SELECTED EXCERPT:
▬▬▬▬▬▬▬▬▬▬

Suitably, the performing includes:

- performing general speech recognition of the feature vectors with the general vocabulary acoustic model set to provide a general vocabulary accumulated maximum likelihood score for word segments of the utterance waveform; and
- performing digit speech recognition of the feature vectors with the digit acoustic model set to provide a digit vocabulary accumulated maximum likelihood score for word segments of the utterance waveform.

Preferably, the classifying includes evaluating the general vocabulary accumulated maximum likelihood score against the digit vocabulary accumulated maximum likelihood score to provide the utterance type
Suitably, the performing general speech recognition provides a general score, the general score being calculated from a selected number of best accumulated maximum likelihood scores obtained from the performing general speech recognition.
The performing digit speech recognition suitably provides a digit score, the digit score being calculated from a selected number of best accumulated maximum likelihood scores obtained from the performing digit speech recognition.
The evaluating also suitably includes evaluating the general score against the digit score to provide the utterance type.
The processing suitably includes partitioning the waveform into word segments comprising frames, the word segments being analyzed to provide the feature vectors representing the waveform
Suitably, the performing general speech recognition suitably provides an average general broad likelihood score per frame of a word segment.
Suitably, the performing digit speech recognition suitably provides an average digit broad likelihood score per frame of a word segment.

▬▬▬▬▬▬▬▬▬▬

[Segmentation data]
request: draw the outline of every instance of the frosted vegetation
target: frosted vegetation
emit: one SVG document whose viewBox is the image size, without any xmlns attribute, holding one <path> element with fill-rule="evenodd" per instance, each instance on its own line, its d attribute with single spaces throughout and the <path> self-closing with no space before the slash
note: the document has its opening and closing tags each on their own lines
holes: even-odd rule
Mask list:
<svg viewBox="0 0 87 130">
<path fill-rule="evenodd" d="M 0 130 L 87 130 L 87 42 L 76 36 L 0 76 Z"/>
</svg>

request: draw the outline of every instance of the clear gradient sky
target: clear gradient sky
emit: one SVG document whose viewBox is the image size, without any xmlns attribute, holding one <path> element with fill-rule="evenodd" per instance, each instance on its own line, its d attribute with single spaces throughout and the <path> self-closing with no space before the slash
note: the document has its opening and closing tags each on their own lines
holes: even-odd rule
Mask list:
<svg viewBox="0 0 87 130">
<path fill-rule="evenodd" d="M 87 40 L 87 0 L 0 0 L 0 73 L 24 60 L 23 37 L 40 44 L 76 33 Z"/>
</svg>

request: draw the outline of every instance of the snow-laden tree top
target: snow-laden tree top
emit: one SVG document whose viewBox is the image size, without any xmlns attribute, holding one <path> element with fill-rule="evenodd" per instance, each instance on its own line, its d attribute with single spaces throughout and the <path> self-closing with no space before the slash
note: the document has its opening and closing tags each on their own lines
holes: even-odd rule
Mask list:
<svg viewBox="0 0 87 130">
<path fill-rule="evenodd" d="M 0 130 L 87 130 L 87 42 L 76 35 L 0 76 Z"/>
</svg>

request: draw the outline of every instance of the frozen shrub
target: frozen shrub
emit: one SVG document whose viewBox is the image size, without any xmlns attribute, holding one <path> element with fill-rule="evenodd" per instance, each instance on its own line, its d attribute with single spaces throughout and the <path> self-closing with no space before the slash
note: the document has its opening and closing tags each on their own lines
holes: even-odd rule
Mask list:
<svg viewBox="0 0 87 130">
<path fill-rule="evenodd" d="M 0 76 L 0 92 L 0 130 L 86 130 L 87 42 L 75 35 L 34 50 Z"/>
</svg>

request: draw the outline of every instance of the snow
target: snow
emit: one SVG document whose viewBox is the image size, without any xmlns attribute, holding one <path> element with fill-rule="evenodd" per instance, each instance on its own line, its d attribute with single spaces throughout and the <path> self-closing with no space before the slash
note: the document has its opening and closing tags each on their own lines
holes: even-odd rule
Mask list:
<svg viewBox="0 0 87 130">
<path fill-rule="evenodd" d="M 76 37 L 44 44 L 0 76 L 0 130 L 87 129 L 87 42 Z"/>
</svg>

▬▬▬▬▬▬▬▬▬▬

EXERCISE GOAL: Write the next part of the passage on classifying an utterance as digits or general vocabulary through speech recognition, starting after its final sentence.

ANSWER TO THIS EXERCISE:
The evaluating also suitably includes evaluating the average general broad likelihood score per frame against the average digit broad likelihood score per frame for the utterance waveform.
Suitably, the performing general speech recognition suitably provides an average general speech likelihood score per frame, excluding non-speech frames, of the utterance waveform.
Suitably, the performing digit speech recognition suitably provides an average digit speech likelihood score per frame, excluding non-speech frames, of the utterance waveform.
The evaluating also suitably includes evaluating the average general speech likelihood score per frame against the average digit speech likelihood score per frame to provide the utterance type.
Suitably, the performing general speech recognition suitably identifies a maximum general broad likelihood frame score of the utterance waveform.
Suitably, the performing digit speech recognition suitably provides a maximum digit broad likelihood frame score of the utterance waveform.
The evaluating also suitably includes evaluating the maximum general broad likelihood frame score against the maximum digit broad likelihood frame score to provide the utterance type.
Suitably, the performing general speech recognition suitably identifies a minimum general broad likelihood frame score of the utterance type.
Suitably, the performing digit speech recognition provides a minimum digit broad likelihood frame score of the utterance type.
The evaluating also suitably includes evaluating the minimum general broad likelihood segment score against the minimum general broad likelihood segment score to provide the utterance type.
Preferably, the evaluating is suitably performed by a classifier trained on both digit strings and text strings. The classifier preferably is a trained artificial neural network.
Suitably, the general vocabulary acoustic model set is a set of phoneme models. The phoneme models may comprises Hidden Markov Models. The Hidden Markov Models may model tri-phones.
Preferably the response includes a control signal for activating a function of the device. The response may be a telephone number dialing function when the utterance type is identified as a digit string, wherein the digit sting is a telephone number.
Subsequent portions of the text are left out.